What to do: Count the lines below that contain the string "track", matching case exactly, and give only that number.

[Start Information provided]

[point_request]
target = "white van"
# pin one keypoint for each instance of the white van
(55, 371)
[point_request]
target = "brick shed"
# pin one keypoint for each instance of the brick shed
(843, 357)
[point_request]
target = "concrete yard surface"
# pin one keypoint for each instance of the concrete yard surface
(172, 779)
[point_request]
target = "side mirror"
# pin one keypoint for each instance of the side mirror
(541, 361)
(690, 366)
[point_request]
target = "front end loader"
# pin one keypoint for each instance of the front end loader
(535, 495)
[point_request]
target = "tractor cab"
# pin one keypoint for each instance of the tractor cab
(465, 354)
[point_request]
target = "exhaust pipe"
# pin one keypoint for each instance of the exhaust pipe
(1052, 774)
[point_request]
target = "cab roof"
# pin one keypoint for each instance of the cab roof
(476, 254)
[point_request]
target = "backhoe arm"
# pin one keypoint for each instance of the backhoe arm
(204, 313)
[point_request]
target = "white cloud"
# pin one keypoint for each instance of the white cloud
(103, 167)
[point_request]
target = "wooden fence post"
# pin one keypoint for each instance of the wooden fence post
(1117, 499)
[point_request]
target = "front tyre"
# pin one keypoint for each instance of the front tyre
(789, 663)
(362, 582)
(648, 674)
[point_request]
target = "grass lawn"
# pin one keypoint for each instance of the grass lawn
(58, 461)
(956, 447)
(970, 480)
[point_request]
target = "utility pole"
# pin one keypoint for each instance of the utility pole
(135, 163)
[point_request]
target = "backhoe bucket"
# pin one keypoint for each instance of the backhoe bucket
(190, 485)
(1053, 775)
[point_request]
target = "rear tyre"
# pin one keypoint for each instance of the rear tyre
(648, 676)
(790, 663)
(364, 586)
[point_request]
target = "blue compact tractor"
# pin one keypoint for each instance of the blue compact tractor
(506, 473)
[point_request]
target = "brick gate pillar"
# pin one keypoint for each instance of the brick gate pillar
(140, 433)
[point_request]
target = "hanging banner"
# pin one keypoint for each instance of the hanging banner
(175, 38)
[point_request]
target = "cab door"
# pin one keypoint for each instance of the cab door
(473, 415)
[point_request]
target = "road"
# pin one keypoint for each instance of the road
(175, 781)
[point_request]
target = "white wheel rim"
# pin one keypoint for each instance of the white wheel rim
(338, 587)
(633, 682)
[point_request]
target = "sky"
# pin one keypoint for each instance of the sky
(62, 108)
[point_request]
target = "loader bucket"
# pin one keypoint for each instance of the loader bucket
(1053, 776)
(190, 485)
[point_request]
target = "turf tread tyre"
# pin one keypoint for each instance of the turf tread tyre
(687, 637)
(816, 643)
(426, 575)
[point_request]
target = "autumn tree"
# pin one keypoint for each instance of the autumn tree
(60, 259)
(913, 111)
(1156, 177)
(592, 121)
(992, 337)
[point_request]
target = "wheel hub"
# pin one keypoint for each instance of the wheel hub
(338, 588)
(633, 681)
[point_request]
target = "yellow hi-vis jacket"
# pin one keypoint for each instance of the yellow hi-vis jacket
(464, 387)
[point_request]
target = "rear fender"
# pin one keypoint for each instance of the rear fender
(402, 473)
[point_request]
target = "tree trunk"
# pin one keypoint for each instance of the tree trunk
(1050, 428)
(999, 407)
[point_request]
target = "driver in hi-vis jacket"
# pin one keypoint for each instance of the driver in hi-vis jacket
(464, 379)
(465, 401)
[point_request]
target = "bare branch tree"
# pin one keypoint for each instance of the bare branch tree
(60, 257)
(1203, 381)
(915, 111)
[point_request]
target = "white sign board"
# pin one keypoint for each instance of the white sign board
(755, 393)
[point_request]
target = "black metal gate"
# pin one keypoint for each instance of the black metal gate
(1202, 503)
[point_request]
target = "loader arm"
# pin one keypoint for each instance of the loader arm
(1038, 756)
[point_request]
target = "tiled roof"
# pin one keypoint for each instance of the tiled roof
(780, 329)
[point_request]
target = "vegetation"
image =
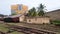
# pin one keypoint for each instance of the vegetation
(56, 22)
(32, 12)
(40, 12)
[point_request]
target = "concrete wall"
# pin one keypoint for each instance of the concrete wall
(38, 20)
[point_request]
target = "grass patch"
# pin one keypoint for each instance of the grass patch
(15, 32)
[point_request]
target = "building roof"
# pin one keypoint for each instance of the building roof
(13, 16)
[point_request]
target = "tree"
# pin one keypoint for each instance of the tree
(32, 12)
(41, 10)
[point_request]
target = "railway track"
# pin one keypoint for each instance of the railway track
(3, 32)
(27, 30)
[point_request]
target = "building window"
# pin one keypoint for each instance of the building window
(20, 7)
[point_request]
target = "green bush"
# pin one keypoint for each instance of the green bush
(56, 22)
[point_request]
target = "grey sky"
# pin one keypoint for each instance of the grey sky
(50, 4)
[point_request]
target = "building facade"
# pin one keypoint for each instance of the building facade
(38, 20)
(19, 9)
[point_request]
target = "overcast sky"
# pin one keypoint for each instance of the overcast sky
(50, 4)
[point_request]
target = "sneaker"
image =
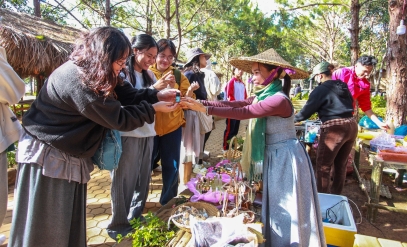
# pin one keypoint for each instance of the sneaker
(202, 171)
(206, 164)
(2, 239)
(197, 168)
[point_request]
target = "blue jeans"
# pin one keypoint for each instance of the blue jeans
(168, 147)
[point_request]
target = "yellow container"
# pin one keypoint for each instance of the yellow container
(339, 225)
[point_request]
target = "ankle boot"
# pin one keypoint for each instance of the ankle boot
(187, 171)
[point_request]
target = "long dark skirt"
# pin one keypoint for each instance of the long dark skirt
(290, 212)
(48, 212)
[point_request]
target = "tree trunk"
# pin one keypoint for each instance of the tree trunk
(354, 31)
(40, 79)
(149, 21)
(167, 19)
(397, 56)
(178, 26)
(108, 13)
(37, 8)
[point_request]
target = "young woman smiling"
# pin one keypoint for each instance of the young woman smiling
(129, 189)
(167, 143)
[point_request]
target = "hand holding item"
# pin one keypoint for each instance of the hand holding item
(166, 81)
(189, 103)
(167, 95)
(194, 86)
(164, 106)
(169, 78)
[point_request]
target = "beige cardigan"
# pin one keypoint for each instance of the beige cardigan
(12, 88)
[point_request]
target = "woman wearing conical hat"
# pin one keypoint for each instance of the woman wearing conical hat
(290, 205)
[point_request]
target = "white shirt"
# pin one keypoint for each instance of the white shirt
(146, 130)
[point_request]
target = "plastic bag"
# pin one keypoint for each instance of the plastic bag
(220, 231)
(210, 196)
(401, 130)
(367, 123)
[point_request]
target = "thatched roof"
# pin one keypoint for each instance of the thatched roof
(34, 46)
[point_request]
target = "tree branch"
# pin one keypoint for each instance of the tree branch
(101, 14)
(158, 11)
(318, 4)
(196, 12)
(69, 12)
(119, 3)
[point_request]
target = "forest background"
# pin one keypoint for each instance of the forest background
(304, 32)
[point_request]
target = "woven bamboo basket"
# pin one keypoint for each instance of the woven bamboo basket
(210, 209)
(233, 154)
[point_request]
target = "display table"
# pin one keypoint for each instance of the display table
(364, 145)
(376, 177)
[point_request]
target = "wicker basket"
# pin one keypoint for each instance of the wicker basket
(210, 209)
(233, 154)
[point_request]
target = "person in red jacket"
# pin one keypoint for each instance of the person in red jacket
(235, 90)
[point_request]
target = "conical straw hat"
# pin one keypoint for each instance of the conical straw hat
(267, 57)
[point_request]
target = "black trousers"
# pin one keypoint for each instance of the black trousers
(232, 128)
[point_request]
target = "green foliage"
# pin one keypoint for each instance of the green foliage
(11, 157)
(152, 232)
(378, 107)
(378, 101)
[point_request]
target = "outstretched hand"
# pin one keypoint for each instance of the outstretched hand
(166, 81)
(190, 103)
(164, 106)
(167, 95)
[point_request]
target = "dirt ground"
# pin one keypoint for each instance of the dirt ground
(389, 225)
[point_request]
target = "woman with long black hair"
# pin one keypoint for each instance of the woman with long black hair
(65, 125)
(129, 188)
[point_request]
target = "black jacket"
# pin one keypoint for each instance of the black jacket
(70, 117)
(332, 100)
(200, 93)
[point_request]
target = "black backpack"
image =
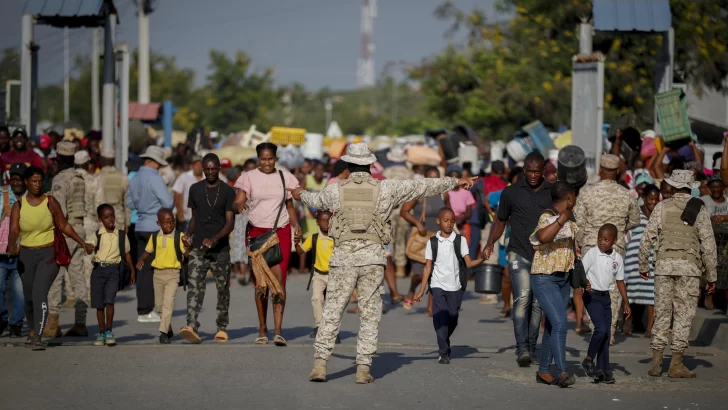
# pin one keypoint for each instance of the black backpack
(180, 256)
(463, 273)
(124, 270)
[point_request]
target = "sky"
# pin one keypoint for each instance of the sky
(314, 42)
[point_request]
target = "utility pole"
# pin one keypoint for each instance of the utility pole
(66, 75)
(144, 7)
(95, 106)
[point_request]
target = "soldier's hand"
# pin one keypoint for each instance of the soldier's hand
(89, 248)
(467, 183)
(295, 192)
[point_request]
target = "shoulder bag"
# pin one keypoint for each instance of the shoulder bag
(272, 256)
(416, 243)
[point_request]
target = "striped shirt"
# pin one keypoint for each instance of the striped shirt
(639, 291)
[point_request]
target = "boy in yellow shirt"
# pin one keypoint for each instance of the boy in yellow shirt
(168, 263)
(107, 274)
(322, 246)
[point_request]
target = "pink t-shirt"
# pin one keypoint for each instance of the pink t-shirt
(265, 193)
(460, 200)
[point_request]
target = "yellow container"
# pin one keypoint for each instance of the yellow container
(287, 136)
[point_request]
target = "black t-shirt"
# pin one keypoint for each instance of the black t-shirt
(210, 206)
(523, 206)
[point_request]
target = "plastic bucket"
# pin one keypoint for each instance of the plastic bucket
(488, 279)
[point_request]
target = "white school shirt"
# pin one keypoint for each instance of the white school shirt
(602, 269)
(446, 270)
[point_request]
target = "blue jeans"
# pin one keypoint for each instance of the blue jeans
(9, 275)
(526, 310)
(552, 293)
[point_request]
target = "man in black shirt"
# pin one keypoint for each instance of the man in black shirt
(211, 202)
(522, 204)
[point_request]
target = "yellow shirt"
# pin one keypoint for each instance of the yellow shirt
(166, 256)
(324, 249)
(36, 224)
(109, 248)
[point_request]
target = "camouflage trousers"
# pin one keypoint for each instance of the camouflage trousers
(75, 273)
(342, 281)
(400, 227)
(200, 262)
(676, 300)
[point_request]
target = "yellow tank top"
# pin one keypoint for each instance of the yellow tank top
(36, 224)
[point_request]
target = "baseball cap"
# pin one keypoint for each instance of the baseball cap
(18, 169)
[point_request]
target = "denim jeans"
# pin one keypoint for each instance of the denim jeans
(552, 293)
(9, 277)
(526, 309)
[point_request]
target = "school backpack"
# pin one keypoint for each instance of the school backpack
(180, 256)
(463, 271)
(124, 269)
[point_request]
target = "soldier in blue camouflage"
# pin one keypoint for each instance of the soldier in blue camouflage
(360, 229)
(681, 228)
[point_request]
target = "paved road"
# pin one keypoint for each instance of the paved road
(139, 373)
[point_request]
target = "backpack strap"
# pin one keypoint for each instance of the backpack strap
(178, 251)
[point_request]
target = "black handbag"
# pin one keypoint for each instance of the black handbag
(272, 256)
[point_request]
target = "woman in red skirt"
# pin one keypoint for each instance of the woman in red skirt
(263, 190)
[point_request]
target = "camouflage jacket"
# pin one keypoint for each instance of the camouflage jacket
(392, 193)
(602, 203)
(680, 267)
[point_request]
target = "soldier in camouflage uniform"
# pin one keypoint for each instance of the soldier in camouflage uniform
(114, 185)
(606, 202)
(94, 198)
(69, 189)
(685, 247)
(398, 170)
(360, 230)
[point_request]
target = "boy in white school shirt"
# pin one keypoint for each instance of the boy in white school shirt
(447, 260)
(603, 267)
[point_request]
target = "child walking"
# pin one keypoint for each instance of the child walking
(112, 251)
(603, 267)
(447, 259)
(322, 247)
(167, 247)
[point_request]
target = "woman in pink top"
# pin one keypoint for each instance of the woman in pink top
(262, 191)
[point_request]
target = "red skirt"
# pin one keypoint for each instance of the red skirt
(285, 237)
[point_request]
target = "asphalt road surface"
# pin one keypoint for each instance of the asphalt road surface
(141, 374)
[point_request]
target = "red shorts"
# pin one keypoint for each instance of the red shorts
(285, 237)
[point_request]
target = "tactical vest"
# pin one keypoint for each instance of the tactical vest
(76, 199)
(358, 217)
(677, 240)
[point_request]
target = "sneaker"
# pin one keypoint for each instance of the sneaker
(110, 339)
(100, 339)
(590, 369)
(524, 359)
(152, 317)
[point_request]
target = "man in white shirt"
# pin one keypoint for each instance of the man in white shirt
(447, 260)
(604, 268)
(181, 191)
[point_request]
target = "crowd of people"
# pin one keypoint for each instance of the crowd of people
(76, 230)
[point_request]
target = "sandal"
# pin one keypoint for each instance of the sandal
(221, 336)
(279, 341)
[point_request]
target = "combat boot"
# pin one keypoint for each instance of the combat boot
(678, 370)
(656, 368)
(318, 374)
(77, 330)
(51, 330)
(363, 375)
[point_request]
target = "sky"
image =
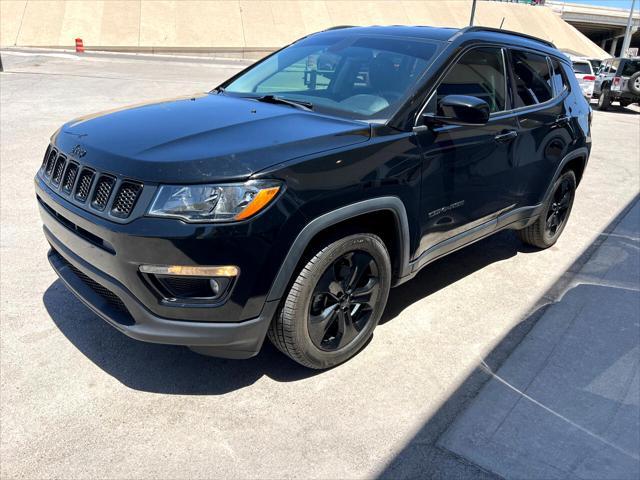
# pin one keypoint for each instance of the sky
(606, 3)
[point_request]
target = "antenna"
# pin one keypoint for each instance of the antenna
(473, 13)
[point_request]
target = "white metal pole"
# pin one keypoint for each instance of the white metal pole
(627, 33)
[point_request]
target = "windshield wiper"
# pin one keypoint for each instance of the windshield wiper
(286, 101)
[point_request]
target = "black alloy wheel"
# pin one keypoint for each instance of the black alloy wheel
(343, 301)
(558, 210)
(548, 227)
(335, 302)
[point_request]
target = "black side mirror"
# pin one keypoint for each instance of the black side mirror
(459, 110)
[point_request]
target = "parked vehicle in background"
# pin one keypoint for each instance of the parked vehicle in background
(584, 73)
(286, 202)
(595, 63)
(618, 80)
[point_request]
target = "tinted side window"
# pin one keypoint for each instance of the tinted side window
(532, 78)
(479, 73)
(560, 82)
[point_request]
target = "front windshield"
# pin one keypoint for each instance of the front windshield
(357, 76)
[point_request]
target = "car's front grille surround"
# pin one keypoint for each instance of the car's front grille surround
(58, 170)
(69, 179)
(100, 192)
(126, 199)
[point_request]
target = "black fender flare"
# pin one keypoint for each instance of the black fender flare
(317, 225)
(577, 153)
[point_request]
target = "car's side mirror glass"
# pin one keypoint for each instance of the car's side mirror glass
(459, 110)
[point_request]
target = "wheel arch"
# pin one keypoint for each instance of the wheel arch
(576, 161)
(329, 221)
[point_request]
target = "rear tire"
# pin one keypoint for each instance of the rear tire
(335, 303)
(546, 230)
(604, 100)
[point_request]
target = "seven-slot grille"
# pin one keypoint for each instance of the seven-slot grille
(89, 187)
(84, 184)
(126, 199)
(102, 192)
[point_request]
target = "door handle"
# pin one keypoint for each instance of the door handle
(506, 136)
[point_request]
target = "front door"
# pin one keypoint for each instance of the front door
(467, 169)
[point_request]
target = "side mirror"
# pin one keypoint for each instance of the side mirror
(459, 110)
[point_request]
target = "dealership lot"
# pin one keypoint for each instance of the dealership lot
(79, 399)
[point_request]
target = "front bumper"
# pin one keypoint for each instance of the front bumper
(230, 340)
(105, 277)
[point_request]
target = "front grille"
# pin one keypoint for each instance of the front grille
(126, 199)
(111, 298)
(58, 170)
(51, 161)
(46, 158)
(100, 192)
(84, 185)
(103, 192)
(70, 177)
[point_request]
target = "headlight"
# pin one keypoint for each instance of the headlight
(214, 203)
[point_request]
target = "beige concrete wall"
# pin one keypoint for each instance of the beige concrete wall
(251, 25)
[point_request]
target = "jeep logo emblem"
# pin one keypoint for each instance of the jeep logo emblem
(78, 151)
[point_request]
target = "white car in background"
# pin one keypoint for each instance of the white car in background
(584, 73)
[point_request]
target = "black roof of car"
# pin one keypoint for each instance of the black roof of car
(449, 34)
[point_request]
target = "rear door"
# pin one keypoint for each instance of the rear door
(543, 106)
(466, 169)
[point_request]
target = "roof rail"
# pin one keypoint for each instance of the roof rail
(338, 27)
(509, 32)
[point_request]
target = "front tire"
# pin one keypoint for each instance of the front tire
(335, 303)
(546, 230)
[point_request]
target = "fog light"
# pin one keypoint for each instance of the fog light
(215, 287)
(191, 271)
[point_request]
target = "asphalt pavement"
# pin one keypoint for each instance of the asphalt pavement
(78, 399)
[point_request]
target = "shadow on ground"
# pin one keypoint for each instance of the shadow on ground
(177, 370)
(422, 457)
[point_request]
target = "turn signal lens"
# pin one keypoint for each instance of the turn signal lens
(260, 201)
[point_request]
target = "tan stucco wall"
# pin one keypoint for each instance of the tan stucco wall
(246, 25)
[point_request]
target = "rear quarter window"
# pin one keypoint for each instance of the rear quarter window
(532, 78)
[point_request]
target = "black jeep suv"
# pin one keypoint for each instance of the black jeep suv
(290, 199)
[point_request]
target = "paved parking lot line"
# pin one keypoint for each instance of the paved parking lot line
(566, 404)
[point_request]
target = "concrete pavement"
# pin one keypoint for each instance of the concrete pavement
(79, 400)
(566, 403)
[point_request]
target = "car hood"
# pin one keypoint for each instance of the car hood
(203, 138)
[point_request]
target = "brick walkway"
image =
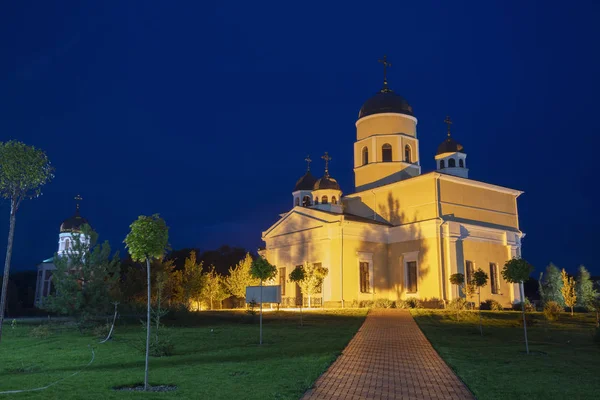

[End Information provided]

Solution below: 2